_Required action_: Would you set down every entry shown below, precisely as written?

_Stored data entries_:
▬▬▬▬▬▬▬▬▬▬

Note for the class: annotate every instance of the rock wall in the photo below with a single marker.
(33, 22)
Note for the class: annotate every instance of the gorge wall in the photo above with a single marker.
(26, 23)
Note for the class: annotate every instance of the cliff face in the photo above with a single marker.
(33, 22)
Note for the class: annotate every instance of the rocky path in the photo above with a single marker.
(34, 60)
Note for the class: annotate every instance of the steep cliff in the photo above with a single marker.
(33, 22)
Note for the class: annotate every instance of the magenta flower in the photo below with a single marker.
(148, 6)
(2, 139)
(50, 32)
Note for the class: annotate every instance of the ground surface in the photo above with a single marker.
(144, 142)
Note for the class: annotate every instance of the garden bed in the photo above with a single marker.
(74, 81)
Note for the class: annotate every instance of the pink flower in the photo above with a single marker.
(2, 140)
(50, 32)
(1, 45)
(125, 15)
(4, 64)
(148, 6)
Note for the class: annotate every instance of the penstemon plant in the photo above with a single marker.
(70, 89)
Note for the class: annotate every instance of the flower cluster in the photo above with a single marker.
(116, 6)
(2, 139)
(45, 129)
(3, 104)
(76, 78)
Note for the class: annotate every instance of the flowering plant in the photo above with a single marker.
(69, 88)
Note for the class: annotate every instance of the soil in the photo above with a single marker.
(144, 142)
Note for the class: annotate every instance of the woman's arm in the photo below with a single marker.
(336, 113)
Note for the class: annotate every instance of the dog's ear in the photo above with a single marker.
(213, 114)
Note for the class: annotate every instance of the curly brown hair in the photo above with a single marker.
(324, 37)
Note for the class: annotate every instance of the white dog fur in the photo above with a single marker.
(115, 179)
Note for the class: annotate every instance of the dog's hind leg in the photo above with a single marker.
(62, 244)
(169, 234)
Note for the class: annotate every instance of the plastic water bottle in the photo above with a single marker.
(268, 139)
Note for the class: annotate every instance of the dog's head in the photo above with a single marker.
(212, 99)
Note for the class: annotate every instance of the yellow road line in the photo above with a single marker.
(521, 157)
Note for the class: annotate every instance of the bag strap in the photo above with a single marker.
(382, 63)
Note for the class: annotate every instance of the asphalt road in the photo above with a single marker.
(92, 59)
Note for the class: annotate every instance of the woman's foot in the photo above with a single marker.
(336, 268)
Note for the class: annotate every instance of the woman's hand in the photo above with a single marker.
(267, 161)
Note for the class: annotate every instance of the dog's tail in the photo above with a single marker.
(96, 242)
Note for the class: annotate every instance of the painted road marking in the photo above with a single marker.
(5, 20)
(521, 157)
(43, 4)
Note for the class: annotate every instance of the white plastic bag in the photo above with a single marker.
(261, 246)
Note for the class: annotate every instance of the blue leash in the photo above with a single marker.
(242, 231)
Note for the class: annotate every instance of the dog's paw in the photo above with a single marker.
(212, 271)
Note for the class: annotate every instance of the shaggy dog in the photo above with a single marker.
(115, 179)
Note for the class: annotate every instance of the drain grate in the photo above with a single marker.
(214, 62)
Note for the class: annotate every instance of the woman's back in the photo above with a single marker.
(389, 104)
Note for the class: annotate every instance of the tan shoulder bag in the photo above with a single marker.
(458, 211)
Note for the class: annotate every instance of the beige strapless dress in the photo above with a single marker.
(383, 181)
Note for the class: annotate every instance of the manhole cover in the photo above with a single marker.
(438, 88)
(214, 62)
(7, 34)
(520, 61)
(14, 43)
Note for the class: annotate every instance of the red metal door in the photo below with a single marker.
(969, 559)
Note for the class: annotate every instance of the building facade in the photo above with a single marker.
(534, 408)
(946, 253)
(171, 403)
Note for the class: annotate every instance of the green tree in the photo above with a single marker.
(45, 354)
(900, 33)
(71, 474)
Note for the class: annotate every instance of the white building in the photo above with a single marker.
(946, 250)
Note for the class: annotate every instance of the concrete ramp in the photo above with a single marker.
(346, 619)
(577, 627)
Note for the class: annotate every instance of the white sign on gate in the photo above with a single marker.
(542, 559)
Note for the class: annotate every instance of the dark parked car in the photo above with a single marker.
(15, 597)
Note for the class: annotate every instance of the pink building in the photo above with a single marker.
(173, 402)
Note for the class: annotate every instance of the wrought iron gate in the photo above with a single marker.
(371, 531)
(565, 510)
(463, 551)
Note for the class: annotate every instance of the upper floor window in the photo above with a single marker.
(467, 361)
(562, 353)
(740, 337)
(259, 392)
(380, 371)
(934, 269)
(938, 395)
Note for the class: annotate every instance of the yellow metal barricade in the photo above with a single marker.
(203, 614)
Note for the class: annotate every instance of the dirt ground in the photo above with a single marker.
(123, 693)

▬▬▬▬▬▬▬▬▬▬

_Response_:
Note for the class: annotate every instance of the rock wall in the photo below with a single marker.
(33, 22)
Note for the class: annotate every instance of the gorge wall in the photo above with a single marker.
(26, 23)
Note for the class: annotate every instance of the cliff face in the photo above with a single marker.
(33, 22)
Note for the class: annotate every instance of the rocky path in the photo above with a single marker.
(34, 60)
Note for the class: annotate every instance of the steep cliff in the photo above with a single marker.
(33, 22)
Note for the class: annotate every instance of the magenta flower in the photo below with a single marker.
(148, 6)
(2, 139)
(50, 32)
Note for the class: annotate every instance of the ground surface in the photo above with a single marker.
(144, 142)
Note for the class: annotate every instance of the garden bed in the photo above with a single marker.
(74, 81)
Note for the class: annotate every instance of the pink flower in the photo above with a single marker.
(2, 140)
(50, 32)
(1, 45)
(125, 15)
(4, 64)
(148, 6)
Note for the class: annotate every instance of the penstemon plant in the photo above with a single marker.
(70, 89)
Note for the class: annotate every instance of the flower cluster in the photo above with a single marker.
(116, 6)
(2, 139)
(45, 129)
(3, 104)
(76, 78)
Note for the class: annotate every instance of the flowering plant in the photo above with a single marker.
(69, 88)
Note for the class: annotate every instance of the soil in the photo above with a single marker.
(144, 142)
Note for the class: annotate every instance of the woman's arm in the photo below with a single marker.
(336, 113)
Note for the class: annotate every instance of the dog's ear in the photo above with a single marker.
(213, 114)
Note for the class: annotate every instance of the curly brown hair in the photo above with a single marker.
(324, 37)
Note for the class: annotate every instance of the white dog fur in the photo above with a single marker.
(115, 179)
Note for the class: annotate every instance of the dog's hind leg in the photo above with a single marker.
(62, 244)
(169, 234)
Note for the class: annotate every instance of the plastic water bottle in the photo above with a single marker.
(268, 139)
Note for the class: annotate every instance of the dog's head in the photo above with a single marker.
(212, 99)
Note for the class: annotate every instance of the yellow road line in the photo above with a single marker.
(521, 157)
Note for the class: annotate every instance of the bag strap in the photo above with a single marker.
(382, 63)
Note for the class: annotate every instance of the asphalt road in the photo above with a single marker.
(92, 59)
Note for the class: annotate every instance of the woman's foot in the photo above with a single marker.
(336, 268)
Note for the class: annotate every instance of the woman's hand in the photo above with a single marker.
(267, 161)
Note for the class: annotate every instance of the dog's tail in the photo above with a single marker.
(96, 242)
Note for the class: annotate every instance of the painted road marking in the photo above with a single marker.
(5, 20)
(521, 157)
(43, 4)
Note for the class: annotate every instance of the white plastic bag in the photo above with a single marker.
(261, 246)
Note for the class: annotate every instance of the blue leash in the photo above with a single marker.
(242, 231)
Note for the class: annotate every instance of the dog's paw in the photo above with a single marker.
(212, 271)
Note for the class: annotate every instance of the shaggy dog in the photo above with a single marker.
(115, 179)
Note for the class: annotate every instance of the drain grate in the photo above with a single marker.
(214, 62)
Note for the class: annotate every instance of the woman's back in the photo above with a single marker.
(389, 104)
Note for the class: annotate every instance of the tan shoulder bag in the photo above with a single marker.
(458, 211)
Note for the class: annotate every instance of the beige strapless dress in the photo above with a single marker.
(383, 181)
Note for the class: annotate every instance of the manhole cover in the photo above with a single marker.
(438, 88)
(214, 62)
(7, 34)
(520, 61)
(14, 43)
Note for the class: annotate every instance of the red metal door in the photo below with a single marker.
(969, 559)
Note for the class: annotate every instance of the building facade in the photo above with a single marker.
(534, 408)
(946, 253)
(171, 403)
Note for the class: annotate every instance of the green tree in the photo above with a single marker.
(45, 354)
(900, 33)
(71, 474)
Note for the class: annotate every instance of the white building in the photo above with a single marker.
(946, 250)
Note for the class: annotate every instance of the concrete ramp in the photo above with a single marker.
(346, 619)
(577, 627)
Note for the class: annotate every instance of the white sign on gate in the photo above with a single marker.
(542, 559)
Note for the class: annotate every instance of the dark parked car in the photo above with a single marker.
(15, 597)
Note for the class: annotate every instance of the pink building in the photo above with a single marker.
(173, 402)
Note for the class: annotate every instance of the wrought iron gate in the photo above with a single marker.
(371, 531)
(565, 510)
(463, 551)
Note for the class: annotate every instance of the upper floor window in the photo above with a single marker.
(467, 361)
(562, 353)
(740, 337)
(259, 392)
(380, 371)
(934, 269)
(938, 395)
Note for the class: annotate every instance of the yellow metal barricade in the photo above with a single marker.
(203, 614)
Note for the class: annotate every instance of the dirt ground in the photo above with a single marker.
(123, 693)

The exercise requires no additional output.